§ Goal of the exercise:
Give only the lines from the one containing "find the man in green tracksuit jacket" through the end of the material below, exactly as written.

§ Material:
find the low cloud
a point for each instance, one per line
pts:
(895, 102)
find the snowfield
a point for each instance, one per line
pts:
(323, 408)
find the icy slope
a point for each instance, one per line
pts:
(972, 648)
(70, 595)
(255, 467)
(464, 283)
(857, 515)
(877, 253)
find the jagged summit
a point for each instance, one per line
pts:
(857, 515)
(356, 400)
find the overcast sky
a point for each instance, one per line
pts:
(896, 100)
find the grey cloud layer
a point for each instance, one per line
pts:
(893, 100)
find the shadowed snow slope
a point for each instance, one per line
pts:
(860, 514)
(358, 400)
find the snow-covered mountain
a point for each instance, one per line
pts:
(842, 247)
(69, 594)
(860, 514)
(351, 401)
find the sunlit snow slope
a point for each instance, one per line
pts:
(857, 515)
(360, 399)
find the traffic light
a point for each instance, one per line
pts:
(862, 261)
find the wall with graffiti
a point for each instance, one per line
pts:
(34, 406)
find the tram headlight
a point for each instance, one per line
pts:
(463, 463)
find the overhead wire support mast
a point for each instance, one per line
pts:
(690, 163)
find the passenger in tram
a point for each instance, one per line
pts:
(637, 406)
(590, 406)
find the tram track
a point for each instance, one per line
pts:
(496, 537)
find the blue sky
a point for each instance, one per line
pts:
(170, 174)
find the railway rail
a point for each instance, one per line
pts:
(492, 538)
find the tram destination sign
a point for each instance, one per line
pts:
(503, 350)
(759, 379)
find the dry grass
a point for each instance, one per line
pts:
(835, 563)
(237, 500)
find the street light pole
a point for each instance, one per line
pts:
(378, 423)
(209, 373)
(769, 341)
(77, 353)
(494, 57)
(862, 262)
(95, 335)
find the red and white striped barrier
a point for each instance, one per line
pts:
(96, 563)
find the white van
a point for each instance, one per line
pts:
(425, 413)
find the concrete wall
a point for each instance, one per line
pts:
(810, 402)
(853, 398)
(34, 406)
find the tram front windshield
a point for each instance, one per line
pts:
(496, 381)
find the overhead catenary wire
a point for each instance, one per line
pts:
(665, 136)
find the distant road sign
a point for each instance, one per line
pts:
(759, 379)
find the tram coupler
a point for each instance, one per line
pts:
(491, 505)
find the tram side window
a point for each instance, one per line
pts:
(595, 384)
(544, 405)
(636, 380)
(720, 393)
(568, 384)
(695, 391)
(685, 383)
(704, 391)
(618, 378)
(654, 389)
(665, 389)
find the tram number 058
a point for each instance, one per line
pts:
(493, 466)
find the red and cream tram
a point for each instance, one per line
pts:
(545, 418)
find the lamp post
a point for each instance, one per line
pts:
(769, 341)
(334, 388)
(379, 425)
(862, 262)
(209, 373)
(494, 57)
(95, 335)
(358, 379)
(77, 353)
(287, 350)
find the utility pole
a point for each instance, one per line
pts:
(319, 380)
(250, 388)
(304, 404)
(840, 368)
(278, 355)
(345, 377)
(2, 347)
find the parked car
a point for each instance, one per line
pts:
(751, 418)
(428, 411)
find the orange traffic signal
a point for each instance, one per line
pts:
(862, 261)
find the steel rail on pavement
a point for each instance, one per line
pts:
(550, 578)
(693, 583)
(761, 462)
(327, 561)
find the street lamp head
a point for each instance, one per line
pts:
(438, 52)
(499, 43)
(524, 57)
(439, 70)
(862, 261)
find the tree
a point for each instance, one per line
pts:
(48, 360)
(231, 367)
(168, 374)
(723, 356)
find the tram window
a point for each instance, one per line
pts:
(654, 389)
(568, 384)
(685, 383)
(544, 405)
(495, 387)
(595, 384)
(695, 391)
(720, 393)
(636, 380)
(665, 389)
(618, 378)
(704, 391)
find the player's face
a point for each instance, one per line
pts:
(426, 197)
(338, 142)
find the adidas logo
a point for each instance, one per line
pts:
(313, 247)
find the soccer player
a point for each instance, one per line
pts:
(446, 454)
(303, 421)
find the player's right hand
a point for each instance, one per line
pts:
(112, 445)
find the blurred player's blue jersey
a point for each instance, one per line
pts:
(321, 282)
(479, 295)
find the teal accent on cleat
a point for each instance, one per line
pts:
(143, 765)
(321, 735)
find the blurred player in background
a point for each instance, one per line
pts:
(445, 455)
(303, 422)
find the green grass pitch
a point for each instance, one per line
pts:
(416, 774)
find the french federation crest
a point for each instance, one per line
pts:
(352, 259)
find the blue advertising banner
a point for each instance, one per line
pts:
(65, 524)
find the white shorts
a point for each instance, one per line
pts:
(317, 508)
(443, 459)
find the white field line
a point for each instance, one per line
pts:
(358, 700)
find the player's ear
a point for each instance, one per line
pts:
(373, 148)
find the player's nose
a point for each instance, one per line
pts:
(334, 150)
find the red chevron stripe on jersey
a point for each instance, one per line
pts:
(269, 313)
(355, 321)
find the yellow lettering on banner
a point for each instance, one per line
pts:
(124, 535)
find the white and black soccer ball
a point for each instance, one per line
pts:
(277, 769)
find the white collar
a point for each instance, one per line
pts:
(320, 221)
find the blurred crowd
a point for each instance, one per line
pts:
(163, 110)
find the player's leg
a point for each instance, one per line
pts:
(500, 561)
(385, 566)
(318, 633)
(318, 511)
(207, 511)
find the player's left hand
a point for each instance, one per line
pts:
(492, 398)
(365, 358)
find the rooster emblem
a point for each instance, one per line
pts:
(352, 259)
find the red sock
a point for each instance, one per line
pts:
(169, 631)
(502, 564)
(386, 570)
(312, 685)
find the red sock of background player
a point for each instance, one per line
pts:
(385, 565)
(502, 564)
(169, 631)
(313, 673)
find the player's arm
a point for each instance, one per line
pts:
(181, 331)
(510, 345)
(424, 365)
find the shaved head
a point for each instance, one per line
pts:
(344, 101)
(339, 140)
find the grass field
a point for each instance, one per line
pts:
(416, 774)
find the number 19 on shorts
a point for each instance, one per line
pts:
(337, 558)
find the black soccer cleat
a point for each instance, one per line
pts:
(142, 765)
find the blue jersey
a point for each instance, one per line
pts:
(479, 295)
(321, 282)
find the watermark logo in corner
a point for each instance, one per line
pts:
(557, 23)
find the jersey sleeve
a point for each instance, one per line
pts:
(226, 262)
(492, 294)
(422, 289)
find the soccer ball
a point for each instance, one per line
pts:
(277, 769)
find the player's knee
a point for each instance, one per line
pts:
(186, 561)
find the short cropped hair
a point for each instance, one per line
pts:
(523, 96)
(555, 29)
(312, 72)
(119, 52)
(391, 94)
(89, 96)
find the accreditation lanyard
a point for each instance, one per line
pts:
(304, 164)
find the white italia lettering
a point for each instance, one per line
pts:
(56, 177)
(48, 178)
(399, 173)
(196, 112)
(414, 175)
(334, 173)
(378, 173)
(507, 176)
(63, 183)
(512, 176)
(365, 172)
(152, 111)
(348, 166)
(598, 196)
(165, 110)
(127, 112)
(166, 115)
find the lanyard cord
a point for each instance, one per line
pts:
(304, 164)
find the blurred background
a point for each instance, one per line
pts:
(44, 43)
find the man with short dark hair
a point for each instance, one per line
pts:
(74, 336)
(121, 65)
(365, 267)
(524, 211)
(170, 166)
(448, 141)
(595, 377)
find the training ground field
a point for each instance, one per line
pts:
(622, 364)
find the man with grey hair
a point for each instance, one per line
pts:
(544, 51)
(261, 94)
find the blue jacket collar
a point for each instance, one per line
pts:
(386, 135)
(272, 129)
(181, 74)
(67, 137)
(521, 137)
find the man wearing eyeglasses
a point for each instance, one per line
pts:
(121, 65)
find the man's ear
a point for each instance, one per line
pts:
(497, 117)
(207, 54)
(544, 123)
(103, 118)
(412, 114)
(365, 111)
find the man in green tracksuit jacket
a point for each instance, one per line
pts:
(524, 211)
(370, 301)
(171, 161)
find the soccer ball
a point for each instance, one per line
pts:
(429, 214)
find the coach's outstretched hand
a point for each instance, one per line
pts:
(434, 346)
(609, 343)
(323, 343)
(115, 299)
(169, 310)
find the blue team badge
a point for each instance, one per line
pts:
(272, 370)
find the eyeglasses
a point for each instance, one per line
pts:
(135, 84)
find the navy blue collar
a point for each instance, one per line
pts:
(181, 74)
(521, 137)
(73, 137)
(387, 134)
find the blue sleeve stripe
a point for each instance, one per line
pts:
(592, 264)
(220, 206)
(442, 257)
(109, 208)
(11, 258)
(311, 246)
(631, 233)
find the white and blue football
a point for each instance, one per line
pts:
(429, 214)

§ Task response:
find the man in green tracksuit jacket
a point for each instance, one per line
pts:
(524, 211)
(370, 301)
(171, 161)
find the soccer ball
a point for each instance, one per line
pts:
(429, 214)
find the coach's outstretched hand
a point for each instance, one per line
pts:
(434, 346)
(609, 343)
(323, 343)
(115, 299)
(169, 310)
find the blue team badge
a point for each instance, one per line
pts:
(272, 370)
find the eyeglasses
a point for each instance, one per line
pts:
(135, 84)
find the navy blue collar
a point for each instance, one per line
pts:
(181, 74)
(521, 137)
(73, 137)
(387, 134)
find the blue sleeve stripe
a point for each instance, one per line
pts:
(592, 264)
(220, 206)
(442, 257)
(109, 208)
(11, 258)
(311, 246)
(631, 233)
find the white and blue football
a point for each instance, one per line
pts:
(429, 214)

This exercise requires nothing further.